§ **What you have to do**
Locate the line that contains "Query: cabinet door". Print it and every subsequent line through the final line of the records, exactly and only those.

§ **Data under study**
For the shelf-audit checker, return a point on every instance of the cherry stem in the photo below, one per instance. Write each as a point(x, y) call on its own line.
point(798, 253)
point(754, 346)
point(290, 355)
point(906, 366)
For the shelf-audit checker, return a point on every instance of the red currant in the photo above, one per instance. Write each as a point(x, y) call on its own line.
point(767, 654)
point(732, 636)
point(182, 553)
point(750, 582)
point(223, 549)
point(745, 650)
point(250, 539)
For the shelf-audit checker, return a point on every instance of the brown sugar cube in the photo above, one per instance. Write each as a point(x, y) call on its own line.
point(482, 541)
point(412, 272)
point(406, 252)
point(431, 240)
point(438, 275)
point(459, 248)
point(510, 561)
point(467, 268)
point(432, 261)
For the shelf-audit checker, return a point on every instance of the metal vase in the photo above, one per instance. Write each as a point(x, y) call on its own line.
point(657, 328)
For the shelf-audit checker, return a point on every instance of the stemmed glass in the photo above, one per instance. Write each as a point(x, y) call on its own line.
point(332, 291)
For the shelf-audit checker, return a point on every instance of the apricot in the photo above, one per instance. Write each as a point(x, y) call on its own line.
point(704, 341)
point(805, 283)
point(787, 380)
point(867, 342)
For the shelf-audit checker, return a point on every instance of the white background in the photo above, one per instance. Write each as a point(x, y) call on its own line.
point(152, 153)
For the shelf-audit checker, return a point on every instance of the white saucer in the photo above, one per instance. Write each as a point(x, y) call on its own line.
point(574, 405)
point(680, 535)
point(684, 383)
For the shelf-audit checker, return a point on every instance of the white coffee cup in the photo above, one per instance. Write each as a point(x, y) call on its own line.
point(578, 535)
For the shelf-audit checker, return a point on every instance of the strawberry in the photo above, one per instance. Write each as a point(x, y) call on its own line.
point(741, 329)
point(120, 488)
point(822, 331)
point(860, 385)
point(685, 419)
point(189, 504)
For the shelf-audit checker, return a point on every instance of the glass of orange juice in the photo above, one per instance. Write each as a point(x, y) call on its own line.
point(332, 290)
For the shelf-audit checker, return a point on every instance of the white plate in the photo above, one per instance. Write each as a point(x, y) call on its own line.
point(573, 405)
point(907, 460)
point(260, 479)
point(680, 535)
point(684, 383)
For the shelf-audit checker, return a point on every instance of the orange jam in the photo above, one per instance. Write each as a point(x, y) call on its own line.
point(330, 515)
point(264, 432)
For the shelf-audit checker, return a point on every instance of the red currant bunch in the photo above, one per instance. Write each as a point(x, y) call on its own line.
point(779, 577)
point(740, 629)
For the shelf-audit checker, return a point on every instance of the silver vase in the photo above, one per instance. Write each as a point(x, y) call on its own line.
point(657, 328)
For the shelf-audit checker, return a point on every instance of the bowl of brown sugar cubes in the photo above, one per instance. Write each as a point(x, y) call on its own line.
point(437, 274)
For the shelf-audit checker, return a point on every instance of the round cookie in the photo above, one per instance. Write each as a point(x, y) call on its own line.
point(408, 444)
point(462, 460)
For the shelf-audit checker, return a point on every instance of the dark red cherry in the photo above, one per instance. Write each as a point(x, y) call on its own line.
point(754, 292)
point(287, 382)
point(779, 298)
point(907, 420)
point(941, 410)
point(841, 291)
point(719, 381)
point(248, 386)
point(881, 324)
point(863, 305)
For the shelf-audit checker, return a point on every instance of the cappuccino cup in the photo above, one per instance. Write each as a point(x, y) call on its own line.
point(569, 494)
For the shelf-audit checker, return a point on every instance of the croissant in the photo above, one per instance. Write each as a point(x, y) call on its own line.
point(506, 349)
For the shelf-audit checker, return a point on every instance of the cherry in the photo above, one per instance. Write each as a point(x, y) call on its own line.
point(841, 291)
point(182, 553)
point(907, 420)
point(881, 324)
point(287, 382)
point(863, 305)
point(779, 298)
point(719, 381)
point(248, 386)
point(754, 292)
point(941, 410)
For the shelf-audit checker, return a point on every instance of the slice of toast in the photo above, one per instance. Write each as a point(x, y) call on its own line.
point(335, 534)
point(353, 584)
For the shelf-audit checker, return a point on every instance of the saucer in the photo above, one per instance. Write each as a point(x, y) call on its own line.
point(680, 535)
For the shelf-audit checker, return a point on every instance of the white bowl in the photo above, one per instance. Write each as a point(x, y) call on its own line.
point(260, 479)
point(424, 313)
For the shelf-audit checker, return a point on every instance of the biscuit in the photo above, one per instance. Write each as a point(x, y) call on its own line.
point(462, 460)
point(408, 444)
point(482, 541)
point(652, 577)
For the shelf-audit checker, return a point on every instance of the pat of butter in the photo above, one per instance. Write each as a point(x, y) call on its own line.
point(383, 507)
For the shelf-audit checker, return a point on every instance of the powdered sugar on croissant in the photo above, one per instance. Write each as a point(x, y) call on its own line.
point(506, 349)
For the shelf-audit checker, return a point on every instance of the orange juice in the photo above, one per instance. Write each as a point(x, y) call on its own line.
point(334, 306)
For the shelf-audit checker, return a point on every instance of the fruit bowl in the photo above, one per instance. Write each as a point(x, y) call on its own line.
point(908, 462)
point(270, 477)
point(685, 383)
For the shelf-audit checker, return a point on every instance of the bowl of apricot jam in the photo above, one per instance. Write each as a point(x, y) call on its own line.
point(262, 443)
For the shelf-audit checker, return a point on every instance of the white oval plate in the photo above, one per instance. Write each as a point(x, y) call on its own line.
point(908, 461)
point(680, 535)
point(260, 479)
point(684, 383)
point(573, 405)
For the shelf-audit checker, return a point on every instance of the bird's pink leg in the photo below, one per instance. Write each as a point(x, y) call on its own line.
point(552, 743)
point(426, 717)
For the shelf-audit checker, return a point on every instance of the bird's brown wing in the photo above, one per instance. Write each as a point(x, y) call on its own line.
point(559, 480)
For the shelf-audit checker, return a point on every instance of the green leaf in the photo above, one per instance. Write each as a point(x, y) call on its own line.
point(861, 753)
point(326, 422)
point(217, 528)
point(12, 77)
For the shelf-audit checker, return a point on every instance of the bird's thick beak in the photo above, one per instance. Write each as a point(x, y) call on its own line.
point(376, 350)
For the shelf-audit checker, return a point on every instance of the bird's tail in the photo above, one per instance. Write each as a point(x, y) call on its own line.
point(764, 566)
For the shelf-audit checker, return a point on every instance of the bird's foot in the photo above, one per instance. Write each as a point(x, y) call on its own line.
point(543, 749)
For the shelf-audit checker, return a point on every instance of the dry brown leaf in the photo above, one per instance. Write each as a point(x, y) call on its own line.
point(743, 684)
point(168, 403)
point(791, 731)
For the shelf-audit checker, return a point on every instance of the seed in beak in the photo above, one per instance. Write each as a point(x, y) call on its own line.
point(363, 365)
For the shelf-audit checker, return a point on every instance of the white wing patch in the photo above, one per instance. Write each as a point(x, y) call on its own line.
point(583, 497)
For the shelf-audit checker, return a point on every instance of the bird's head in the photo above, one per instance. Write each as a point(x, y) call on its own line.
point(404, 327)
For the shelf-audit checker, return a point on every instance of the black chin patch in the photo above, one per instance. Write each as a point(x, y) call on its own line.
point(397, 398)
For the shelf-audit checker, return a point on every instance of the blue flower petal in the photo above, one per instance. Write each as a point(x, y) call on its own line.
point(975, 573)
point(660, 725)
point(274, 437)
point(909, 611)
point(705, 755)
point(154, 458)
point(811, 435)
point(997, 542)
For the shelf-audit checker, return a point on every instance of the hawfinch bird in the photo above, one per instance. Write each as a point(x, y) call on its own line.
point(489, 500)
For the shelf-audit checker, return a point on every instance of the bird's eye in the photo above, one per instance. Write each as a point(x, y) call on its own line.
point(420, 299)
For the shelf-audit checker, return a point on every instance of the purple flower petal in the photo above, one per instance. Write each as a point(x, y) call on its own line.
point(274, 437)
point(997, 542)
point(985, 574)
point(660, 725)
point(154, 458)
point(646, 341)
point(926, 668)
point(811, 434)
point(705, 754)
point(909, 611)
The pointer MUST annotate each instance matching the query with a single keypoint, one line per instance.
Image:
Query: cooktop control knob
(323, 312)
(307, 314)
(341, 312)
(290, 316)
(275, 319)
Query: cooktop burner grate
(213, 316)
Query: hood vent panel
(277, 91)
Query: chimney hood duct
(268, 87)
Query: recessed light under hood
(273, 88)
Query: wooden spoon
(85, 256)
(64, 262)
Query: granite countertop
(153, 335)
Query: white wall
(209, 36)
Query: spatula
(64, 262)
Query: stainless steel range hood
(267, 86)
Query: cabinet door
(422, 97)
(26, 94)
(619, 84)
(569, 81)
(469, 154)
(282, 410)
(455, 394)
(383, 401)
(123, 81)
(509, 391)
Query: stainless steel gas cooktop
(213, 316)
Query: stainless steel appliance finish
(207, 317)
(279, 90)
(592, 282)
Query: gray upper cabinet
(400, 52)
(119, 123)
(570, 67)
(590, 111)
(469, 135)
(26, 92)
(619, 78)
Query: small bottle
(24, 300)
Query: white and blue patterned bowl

§ **Solution for this task**
Query: cabinet door
(422, 97)
(26, 94)
(619, 84)
(569, 81)
(469, 154)
(282, 410)
(455, 394)
(383, 401)
(123, 81)
(509, 391)
Query: stainless steel gas cooktop
(213, 316)
Query: stainless steel appliance finish
(207, 317)
(279, 90)
(592, 282)
Query: gray upper cabinet
(400, 52)
(119, 123)
(570, 67)
(590, 111)
(469, 135)
(26, 92)
(619, 78)
Query: small bottle
(24, 300)
Query: white and blue patterned bowl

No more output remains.